▸ To be done: Beginning at the line that contains "Seedling-scouting request: tag the drying" and continuing through the end of the records, reproduce only those lines with every "marker" changed to "pin" and nothing else altered.

▸ Entries:
[START]

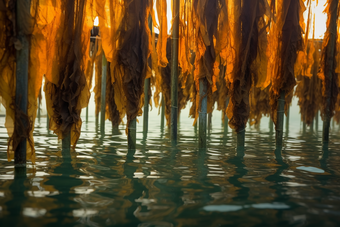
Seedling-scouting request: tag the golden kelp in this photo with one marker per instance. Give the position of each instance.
(252, 24)
(285, 41)
(133, 50)
(328, 61)
(259, 104)
(205, 20)
(98, 56)
(67, 91)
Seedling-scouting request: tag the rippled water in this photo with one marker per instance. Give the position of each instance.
(104, 184)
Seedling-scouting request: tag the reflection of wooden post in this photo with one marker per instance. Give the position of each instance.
(330, 51)
(87, 114)
(66, 142)
(280, 119)
(22, 60)
(317, 122)
(146, 106)
(174, 70)
(287, 121)
(146, 94)
(103, 96)
(39, 104)
(226, 120)
(203, 114)
(132, 134)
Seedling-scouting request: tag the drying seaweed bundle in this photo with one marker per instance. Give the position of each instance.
(252, 24)
(328, 65)
(286, 41)
(205, 23)
(66, 88)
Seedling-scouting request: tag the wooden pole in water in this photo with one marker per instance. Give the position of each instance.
(226, 120)
(146, 94)
(22, 60)
(146, 106)
(330, 58)
(39, 104)
(202, 130)
(174, 71)
(317, 122)
(287, 122)
(103, 95)
(87, 114)
(280, 119)
(241, 138)
(132, 134)
(162, 114)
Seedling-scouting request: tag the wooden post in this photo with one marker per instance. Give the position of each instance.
(241, 139)
(174, 71)
(103, 95)
(66, 142)
(317, 122)
(330, 51)
(22, 60)
(39, 104)
(162, 114)
(146, 107)
(132, 134)
(203, 114)
(87, 114)
(146, 94)
(312, 126)
(271, 126)
(226, 120)
(280, 120)
(287, 122)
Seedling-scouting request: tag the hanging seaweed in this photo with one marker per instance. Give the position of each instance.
(67, 91)
(206, 21)
(134, 45)
(252, 24)
(328, 62)
(285, 42)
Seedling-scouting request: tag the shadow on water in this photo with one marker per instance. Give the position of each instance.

[END]

▸ Final result:
Seedling-scouting request: tag the drying seaweed bundle in this photo with one pin per instance. Give the position of each instance.
(252, 24)
(328, 65)
(286, 41)
(205, 23)
(66, 88)
Seedling-scouting request: tag the wooden pole in water in this photo with one pin per instance. Give the position of each instance.
(226, 120)
(146, 94)
(22, 60)
(146, 106)
(330, 58)
(39, 104)
(202, 130)
(174, 71)
(317, 122)
(287, 122)
(103, 95)
(87, 114)
(280, 119)
(241, 138)
(132, 134)
(162, 114)
Seedling-scouting request: tag the wooden post in this photo with one pin per instance. Give the position of each instance.
(241, 139)
(174, 71)
(103, 95)
(66, 142)
(317, 122)
(330, 51)
(22, 60)
(39, 104)
(162, 114)
(146, 107)
(132, 134)
(203, 114)
(87, 114)
(146, 94)
(312, 126)
(271, 126)
(226, 120)
(280, 120)
(287, 122)
Seedling-scouting request: tag the hanging seaweed in this photo with one pin per instance. Give the position of each instance.
(67, 91)
(206, 21)
(134, 45)
(252, 24)
(328, 62)
(285, 42)
Seedling-scouting request: tag the shadow on water in this photo with one pin per instance. Give the position of each instance.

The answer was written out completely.